Region labeling records
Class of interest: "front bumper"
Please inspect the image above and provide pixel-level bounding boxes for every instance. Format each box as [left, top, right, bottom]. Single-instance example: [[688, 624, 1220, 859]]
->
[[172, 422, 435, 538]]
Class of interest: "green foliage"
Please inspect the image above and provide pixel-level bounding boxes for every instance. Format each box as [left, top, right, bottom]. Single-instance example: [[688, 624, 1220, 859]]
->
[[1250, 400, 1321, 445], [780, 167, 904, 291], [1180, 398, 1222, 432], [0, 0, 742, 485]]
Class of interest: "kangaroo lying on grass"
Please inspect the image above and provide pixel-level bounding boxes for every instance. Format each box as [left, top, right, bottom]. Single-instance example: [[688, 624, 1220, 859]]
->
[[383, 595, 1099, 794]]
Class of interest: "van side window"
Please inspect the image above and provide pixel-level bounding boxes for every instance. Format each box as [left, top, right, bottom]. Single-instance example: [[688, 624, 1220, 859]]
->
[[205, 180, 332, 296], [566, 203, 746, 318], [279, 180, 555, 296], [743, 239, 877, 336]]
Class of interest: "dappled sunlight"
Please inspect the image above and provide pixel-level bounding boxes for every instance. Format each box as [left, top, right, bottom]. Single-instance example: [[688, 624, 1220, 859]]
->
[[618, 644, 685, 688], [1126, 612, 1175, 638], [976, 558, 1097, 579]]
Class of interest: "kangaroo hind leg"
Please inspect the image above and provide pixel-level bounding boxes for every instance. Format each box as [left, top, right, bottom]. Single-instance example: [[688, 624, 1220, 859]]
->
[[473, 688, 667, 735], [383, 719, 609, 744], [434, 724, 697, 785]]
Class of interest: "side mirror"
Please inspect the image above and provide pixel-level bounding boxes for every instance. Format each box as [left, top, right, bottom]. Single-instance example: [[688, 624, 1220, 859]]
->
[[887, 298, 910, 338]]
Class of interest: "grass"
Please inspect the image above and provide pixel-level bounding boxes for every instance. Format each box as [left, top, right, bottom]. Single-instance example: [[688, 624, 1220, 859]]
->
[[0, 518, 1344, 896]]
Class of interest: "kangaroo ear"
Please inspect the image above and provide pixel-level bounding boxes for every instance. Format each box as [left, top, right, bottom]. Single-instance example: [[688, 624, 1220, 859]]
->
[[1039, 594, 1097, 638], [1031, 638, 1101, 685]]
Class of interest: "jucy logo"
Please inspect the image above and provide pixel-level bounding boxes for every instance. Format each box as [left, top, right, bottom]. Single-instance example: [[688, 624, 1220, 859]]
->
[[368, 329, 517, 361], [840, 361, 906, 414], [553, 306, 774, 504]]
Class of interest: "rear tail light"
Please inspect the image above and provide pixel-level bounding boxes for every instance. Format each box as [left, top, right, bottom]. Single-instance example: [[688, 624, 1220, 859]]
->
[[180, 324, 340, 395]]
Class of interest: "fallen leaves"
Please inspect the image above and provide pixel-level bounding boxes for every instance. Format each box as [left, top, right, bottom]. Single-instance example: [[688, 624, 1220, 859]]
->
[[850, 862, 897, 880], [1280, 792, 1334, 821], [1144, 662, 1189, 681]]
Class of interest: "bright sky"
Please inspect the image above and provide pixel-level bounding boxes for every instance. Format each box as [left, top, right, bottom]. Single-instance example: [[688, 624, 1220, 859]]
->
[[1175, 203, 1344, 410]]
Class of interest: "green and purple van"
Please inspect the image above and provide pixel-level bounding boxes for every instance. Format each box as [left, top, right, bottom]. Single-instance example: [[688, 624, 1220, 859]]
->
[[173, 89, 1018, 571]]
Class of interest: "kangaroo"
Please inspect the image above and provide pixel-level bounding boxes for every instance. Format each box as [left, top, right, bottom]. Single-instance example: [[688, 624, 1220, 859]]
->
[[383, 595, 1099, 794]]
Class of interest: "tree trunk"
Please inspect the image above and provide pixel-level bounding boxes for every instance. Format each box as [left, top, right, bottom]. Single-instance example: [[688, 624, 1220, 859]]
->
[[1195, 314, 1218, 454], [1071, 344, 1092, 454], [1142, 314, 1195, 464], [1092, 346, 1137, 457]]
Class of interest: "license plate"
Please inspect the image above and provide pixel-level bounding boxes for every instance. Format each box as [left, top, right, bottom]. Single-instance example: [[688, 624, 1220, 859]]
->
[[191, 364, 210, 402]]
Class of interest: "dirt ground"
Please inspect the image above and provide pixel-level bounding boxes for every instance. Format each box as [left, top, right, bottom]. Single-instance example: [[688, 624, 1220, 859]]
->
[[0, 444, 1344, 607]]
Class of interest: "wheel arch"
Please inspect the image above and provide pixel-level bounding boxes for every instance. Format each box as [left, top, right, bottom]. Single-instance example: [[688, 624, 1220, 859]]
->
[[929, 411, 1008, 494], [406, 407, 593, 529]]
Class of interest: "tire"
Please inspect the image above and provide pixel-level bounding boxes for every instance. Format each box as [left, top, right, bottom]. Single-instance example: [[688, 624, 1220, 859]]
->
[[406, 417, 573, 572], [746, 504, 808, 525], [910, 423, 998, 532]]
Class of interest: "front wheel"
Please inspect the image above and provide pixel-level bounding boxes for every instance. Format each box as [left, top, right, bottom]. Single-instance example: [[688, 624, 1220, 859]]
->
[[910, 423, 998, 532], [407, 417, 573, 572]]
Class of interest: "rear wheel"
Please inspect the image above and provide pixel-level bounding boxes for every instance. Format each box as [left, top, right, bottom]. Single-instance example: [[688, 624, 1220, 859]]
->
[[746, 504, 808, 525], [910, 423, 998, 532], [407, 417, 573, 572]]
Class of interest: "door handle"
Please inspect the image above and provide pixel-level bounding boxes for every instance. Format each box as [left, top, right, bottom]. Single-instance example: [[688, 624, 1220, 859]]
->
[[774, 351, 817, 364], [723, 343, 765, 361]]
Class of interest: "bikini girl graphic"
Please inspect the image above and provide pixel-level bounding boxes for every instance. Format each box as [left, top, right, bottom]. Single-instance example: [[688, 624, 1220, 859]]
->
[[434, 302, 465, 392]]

* What is asked
Print the rows above word for word, from the first to the last.

* Solution to this exercise
Class of interest: "front bumper"
Please inspect the image above and provide pixel-level bounding boxes for every instance. Format each box as [left, top, right, bottom]. Single-instance example: [[688, 624, 1220, 859]]
->
[[172, 422, 435, 538]]
Class of interest: "green foliage"
Please inspect the image above and provide pixel-level bounding boxes for every instance. Format each box as [left, top, right, bottom]. Single-instance example: [[688, 624, 1220, 859]]
->
[[1250, 400, 1321, 445], [780, 167, 904, 291], [1180, 398, 1222, 432], [0, 0, 742, 485]]
Class of interest: "kangaroo lying on grass"
Please inspect the image above and provide pixel-level bounding boxes for every instance. Format each box as [left, top, right, bottom]. Single-instance example: [[688, 624, 1220, 859]]
->
[[383, 595, 1099, 794]]
Class of interest: "van side window"
Please inspect the image above and provide pixel-level bounding boxes for every instance. Format each box as [left, top, right, bottom]. Single-instance example: [[688, 624, 1220, 859]]
->
[[205, 180, 332, 296], [566, 203, 746, 318], [279, 180, 555, 296], [743, 239, 877, 336]]
Class of interest: "dappled sunlight"
Please inspect the image above and provide pixel-level bounding boxes for every instance. Format each box as [left, top, right, bottom]. Single-instance example: [[688, 624, 1220, 859]]
->
[[618, 644, 685, 688], [1126, 612, 1175, 638], [976, 558, 1097, 579]]
Class of interest: "kangaroo hind leg"
Please inspect the image above and provide pixel-level bounding boxes for every instance. Format each box as [left, top, right, bottom]. Single-instance example: [[688, 624, 1220, 859]]
->
[[473, 688, 667, 735], [383, 719, 609, 744], [434, 724, 697, 785]]
Class of interest: "side mirror"
Please inspect the image above and provide pixel-level bounding boxes for every instance. Format each box as [left, top, right, bottom]. Single-instance example: [[688, 624, 1220, 859]]
->
[[887, 298, 910, 338]]
Class of interest: "grass"
Please inspect the image above and provide pixel-level bounding boxes for every instance. Format each box as [left, top, right, bottom]. Single-instance example: [[688, 624, 1220, 859]]
->
[[0, 518, 1344, 896]]
Class of interest: "kangaroo ear"
Please inspect the image above and provide pixel-level bounding boxes for every instance. Format each box as [left, top, right, bottom]. Single-instance example: [[688, 624, 1220, 859]]
->
[[1039, 594, 1097, 638], [1031, 638, 1101, 685]]
Class of interest: "jucy logo"
Please inspect the image above and provide pixel-level bounding boxes for every instance. Format each box as [left, top, right, bottom]. Single-instance example: [[688, 624, 1220, 859]]
->
[[368, 329, 517, 361], [840, 361, 906, 414], [553, 306, 774, 504]]
Class of interest: "rear tail light"
Please inspect the image above and provide pixel-level bounding boxes for every instance. Format each box as [left, top, right, bottom]. Single-instance example: [[688, 624, 1220, 859]]
->
[[180, 324, 340, 395]]
Class of interest: "fallen leaves"
Please inspect the image above and provide pixel-level bounding boxes for every instance. Format each box as [left, top, right, bottom]. Single-instance example: [[688, 624, 1220, 859]]
->
[[850, 862, 897, 880], [1280, 792, 1334, 821], [1144, 662, 1189, 681]]
Class of interest: "bright sky"
Please inspect the image above and provide pixel-level bounding boxes for every instance. Format each box as [left, top, right, bottom]. Single-instance example: [[688, 624, 1220, 859]]
->
[[1175, 203, 1344, 410]]
Class of interest: "green and purple van"
Please inspect the image above and provide pixel-level bounding boxes for every instance. Format each box as [left, top, right, bottom]. Single-instance example: [[688, 624, 1220, 859]]
->
[[173, 89, 1018, 571]]
Class of interest: "kangaroo"
Please inspect the image above and provide pixel-level bounding boxes for every instance. Format each box as [left, top, right, bottom]. Single-instance example: [[688, 624, 1220, 859]]
->
[[383, 595, 1099, 794]]
Class of interest: "tree trunk"
Please inspect the image above and provide pixel-level bounding boxes for every instance. Format each box as [left, top, right, bottom]. Single-instance example: [[688, 624, 1220, 859]]
->
[[1195, 314, 1218, 454], [1071, 344, 1092, 454], [1142, 314, 1195, 464], [1092, 346, 1137, 457]]
Class of interest: "license plate"
Please inspect the image above and provide pixel-level bounding boxes for every instance. Format each box as [left, top, right, bottom]. Single-instance example: [[688, 624, 1220, 859]]
->
[[191, 364, 210, 402]]
Class of interest: "dirt ground"
Please inspect the image above and provide pixel-level bounding boxes for every instance. Format each box as [left, top, right, bottom]. Single-instance example: [[688, 624, 1220, 859]]
->
[[0, 444, 1344, 607]]
Class of interest: "wheel arch"
Please inspect the image above and provide pixel-level bounding boxes for every instance. Format each box as [left, top, right, bottom]. Single-instance example: [[688, 624, 1220, 859]]
->
[[929, 411, 1008, 494], [406, 407, 593, 529]]
Class of interest: "tire"
Please inspect the image above and provide pixel-level bounding boxes for every instance. Format each box as [left, top, right, bottom]. Single-instance example: [[688, 624, 1220, 859]]
->
[[406, 417, 573, 572], [746, 504, 808, 525], [910, 423, 998, 532]]
Class of interest: "front wheel"
Please inspect the image above and provide pixel-level bounding boxes for every instance. Format each box as [left, top, right, bottom]. Single-instance example: [[688, 624, 1220, 859]]
->
[[910, 423, 998, 532], [407, 417, 573, 572]]
Class of interest: "rear wheel"
Please inspect the image above and provide pixel-level bounding boxes for every instance. Format each box as [left, top, right, bottom]. Single-instance example: [[688, 624, 1220, 859]]
->
[[746, 504, 808, 525], [910, 423, 998, 532], [407, 417, 573, 572]]
Class of interest: "door handle"
Please inspect the image above and provide pixel-level bounding boxes for every instance. Format each box as [left, top, right, bottom]. Single-instance example: [[688, 624, 1220, 859]]
->
[[774, 351, 817, 364], [723, 343, 765, 361]]
Class of interest: "bikini girl graphic"
Please inspect the image above and provide pixel-level bounding boxes for every instance. Format each box as [left, top, right, bottom]. Single-instance example: [[688, 624, 1220, 859]]
->
[[434, 302, 465, 392]]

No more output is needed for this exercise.